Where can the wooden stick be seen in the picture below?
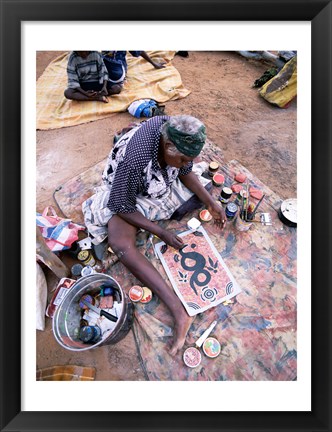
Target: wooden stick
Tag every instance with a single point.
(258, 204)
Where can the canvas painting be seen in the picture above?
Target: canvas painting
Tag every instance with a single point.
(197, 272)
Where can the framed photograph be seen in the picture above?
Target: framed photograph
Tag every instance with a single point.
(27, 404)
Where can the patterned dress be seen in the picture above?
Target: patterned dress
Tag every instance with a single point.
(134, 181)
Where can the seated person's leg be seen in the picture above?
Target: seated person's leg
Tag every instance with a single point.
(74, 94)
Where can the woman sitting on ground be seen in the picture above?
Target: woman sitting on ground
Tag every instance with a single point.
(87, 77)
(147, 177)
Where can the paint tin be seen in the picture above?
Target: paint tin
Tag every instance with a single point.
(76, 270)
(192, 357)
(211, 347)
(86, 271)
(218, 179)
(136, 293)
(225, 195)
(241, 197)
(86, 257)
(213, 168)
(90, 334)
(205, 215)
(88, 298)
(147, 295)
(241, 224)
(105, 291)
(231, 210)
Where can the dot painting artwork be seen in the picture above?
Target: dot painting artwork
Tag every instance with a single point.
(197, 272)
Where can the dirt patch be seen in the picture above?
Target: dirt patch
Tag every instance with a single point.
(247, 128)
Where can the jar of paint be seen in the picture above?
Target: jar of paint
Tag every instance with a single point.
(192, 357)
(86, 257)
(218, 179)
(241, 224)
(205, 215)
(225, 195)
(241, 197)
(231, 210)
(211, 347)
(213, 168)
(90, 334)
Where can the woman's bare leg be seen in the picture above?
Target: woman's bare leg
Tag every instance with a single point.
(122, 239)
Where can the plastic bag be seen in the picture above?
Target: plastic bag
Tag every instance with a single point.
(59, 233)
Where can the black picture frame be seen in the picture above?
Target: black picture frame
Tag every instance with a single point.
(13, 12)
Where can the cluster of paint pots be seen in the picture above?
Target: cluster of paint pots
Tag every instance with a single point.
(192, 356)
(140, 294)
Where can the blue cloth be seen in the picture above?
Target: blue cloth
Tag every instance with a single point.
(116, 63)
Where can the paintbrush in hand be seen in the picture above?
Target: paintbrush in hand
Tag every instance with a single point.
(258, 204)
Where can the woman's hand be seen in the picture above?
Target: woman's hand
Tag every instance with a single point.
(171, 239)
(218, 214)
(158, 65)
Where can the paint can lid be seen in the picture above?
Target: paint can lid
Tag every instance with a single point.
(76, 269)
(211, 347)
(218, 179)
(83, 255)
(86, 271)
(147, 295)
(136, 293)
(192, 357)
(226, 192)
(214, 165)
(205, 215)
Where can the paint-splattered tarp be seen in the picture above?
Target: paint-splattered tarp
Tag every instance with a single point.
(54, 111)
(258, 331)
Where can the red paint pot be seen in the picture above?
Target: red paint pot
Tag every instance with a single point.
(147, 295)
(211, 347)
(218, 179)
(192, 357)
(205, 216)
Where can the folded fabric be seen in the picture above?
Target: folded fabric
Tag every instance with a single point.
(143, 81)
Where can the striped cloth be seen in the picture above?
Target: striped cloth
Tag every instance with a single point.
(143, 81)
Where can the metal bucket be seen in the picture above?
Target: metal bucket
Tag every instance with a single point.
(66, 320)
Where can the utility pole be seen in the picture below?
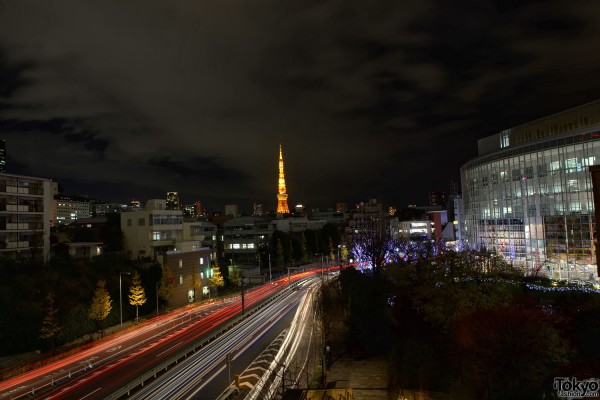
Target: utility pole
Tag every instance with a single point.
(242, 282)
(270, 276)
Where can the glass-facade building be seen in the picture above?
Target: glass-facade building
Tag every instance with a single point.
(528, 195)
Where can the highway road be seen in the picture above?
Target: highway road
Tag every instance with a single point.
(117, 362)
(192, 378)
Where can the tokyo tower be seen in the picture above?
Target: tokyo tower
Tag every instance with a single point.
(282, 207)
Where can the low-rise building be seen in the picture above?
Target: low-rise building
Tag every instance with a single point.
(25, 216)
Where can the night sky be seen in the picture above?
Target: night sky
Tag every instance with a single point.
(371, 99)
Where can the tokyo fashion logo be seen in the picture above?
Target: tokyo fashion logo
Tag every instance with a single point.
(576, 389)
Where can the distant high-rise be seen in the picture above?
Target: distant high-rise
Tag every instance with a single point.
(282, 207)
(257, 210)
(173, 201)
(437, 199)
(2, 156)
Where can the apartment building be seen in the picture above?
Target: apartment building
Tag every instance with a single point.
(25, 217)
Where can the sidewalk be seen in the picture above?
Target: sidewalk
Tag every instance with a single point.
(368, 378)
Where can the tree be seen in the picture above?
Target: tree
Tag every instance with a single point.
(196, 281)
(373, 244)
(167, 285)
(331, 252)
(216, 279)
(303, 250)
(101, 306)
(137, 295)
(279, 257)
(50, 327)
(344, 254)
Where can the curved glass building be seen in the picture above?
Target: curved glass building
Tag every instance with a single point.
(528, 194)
==
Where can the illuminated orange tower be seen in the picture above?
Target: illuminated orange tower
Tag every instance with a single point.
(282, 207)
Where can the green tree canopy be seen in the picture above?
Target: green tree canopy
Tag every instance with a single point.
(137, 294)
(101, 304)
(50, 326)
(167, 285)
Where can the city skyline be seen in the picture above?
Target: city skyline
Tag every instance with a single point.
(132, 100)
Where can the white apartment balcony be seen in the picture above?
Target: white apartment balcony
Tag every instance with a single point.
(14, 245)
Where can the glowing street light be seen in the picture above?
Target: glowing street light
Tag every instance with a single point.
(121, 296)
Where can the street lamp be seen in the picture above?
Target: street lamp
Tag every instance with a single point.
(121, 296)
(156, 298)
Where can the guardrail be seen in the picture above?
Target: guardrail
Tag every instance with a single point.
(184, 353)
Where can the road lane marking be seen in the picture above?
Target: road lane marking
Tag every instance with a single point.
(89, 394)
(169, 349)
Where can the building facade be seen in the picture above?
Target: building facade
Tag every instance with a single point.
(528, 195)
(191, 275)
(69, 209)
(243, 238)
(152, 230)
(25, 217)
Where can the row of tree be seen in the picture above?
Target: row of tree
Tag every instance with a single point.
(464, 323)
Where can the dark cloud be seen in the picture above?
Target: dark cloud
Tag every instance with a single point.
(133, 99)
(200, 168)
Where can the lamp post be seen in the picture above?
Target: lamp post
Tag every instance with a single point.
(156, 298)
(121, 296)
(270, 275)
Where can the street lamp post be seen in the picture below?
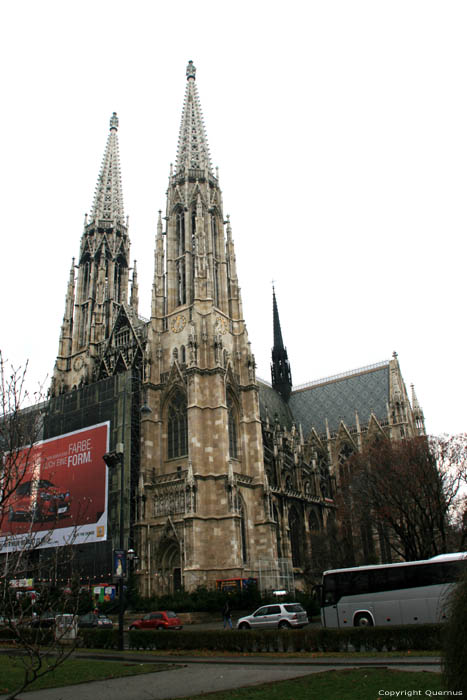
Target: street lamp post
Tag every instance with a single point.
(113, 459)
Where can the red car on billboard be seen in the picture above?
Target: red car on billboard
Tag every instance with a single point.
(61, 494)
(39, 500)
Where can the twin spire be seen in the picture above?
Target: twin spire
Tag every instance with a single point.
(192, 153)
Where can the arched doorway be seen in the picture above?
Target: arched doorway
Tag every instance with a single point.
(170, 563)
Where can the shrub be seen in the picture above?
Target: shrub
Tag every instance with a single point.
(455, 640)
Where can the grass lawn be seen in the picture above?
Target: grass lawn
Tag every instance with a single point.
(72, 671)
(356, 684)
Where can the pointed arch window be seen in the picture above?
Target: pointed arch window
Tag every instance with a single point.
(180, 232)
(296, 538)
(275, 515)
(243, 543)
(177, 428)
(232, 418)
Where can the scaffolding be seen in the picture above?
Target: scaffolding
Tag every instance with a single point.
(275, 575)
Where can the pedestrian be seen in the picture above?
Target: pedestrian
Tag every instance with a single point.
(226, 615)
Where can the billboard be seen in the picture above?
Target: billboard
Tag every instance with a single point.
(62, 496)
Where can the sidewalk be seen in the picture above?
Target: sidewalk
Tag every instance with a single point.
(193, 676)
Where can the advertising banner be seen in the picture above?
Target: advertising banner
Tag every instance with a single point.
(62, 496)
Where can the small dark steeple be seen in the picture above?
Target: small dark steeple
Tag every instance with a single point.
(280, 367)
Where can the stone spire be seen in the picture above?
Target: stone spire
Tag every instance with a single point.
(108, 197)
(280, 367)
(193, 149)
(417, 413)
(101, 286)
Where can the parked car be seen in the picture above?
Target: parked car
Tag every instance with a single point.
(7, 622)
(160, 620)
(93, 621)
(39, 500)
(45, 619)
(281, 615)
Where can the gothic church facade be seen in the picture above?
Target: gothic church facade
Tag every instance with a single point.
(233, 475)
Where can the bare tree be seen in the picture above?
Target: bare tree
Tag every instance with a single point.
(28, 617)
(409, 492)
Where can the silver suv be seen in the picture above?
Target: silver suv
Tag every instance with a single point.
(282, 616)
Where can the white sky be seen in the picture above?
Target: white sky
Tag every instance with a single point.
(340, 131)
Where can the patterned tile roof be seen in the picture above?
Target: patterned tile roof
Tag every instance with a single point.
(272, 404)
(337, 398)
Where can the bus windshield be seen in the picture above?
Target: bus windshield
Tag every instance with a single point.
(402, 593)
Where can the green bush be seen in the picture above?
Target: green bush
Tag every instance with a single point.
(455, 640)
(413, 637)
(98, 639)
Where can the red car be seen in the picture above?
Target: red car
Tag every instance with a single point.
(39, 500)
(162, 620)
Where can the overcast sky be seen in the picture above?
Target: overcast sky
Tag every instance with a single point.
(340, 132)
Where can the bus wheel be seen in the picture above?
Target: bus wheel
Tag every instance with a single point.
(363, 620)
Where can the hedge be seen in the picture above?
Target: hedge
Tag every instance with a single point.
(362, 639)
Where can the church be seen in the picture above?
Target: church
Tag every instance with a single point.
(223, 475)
==
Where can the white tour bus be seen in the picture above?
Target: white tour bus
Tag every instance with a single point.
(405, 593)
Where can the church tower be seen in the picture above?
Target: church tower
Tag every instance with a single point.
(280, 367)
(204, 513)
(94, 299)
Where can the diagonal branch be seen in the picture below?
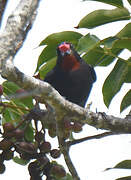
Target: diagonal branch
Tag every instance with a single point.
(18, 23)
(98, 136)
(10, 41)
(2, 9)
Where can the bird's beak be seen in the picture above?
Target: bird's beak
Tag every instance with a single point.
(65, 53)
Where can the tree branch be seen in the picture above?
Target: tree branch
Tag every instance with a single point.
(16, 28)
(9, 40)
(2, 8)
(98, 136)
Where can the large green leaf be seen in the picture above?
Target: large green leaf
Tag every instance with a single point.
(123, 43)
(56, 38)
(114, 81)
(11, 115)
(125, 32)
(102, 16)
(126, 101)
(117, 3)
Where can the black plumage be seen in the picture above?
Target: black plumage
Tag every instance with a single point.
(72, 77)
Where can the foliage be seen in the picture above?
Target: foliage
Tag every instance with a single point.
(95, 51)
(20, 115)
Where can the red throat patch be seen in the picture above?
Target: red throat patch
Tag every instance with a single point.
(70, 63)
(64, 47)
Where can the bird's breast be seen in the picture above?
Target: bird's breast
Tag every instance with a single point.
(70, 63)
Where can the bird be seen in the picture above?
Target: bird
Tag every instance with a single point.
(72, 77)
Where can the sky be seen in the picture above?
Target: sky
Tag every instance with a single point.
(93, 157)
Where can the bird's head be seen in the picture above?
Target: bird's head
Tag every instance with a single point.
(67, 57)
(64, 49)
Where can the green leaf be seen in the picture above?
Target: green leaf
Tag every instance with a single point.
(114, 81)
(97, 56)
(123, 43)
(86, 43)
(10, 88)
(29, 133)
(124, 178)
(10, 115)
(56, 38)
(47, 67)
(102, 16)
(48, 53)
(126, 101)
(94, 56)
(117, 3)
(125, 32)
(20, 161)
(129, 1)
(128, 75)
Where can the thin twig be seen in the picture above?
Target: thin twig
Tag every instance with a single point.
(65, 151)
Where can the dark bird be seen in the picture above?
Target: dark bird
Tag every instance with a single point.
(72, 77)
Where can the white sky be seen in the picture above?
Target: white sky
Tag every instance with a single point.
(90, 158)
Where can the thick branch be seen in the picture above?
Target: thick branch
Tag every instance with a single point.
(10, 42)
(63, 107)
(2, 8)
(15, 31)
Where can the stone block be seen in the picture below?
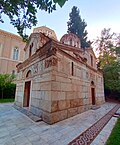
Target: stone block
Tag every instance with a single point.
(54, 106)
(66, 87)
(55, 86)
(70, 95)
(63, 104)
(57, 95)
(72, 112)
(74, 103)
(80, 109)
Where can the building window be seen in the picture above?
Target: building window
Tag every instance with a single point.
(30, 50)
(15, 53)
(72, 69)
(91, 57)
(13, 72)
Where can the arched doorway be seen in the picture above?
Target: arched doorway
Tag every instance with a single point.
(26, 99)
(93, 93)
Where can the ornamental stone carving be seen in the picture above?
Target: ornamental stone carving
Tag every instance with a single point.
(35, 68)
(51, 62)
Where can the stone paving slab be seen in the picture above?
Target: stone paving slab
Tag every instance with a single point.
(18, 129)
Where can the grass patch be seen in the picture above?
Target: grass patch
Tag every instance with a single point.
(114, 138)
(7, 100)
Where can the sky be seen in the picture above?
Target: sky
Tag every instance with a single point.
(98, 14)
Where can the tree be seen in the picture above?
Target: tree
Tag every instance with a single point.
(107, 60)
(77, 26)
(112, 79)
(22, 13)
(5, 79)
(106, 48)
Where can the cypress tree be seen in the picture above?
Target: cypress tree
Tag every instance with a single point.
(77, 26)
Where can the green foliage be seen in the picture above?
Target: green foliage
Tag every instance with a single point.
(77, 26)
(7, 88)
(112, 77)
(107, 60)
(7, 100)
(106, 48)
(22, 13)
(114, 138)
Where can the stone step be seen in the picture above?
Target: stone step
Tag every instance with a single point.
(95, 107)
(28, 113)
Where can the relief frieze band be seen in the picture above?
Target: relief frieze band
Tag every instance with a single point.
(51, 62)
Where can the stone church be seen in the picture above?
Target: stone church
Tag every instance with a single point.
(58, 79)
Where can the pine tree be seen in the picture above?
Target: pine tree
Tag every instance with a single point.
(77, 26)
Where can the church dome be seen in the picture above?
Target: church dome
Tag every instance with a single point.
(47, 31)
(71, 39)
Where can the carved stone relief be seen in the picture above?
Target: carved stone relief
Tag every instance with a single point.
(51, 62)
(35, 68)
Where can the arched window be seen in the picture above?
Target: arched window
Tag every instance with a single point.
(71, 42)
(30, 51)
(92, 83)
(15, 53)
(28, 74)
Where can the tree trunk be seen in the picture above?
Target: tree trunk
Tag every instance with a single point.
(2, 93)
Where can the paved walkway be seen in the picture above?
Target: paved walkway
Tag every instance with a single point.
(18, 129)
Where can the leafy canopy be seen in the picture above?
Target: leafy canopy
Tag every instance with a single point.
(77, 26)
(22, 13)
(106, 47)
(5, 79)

- **Activity**
Go through the data and gather every line that holds "window".

- **Response to the exercise**
Where can the pointed arch window be seen in the picture above?
Target: pointed arch window
Where can the building window be seen in the picture above?
Target: building window
Where can the arched window be seen in the picture above?
Target: arched window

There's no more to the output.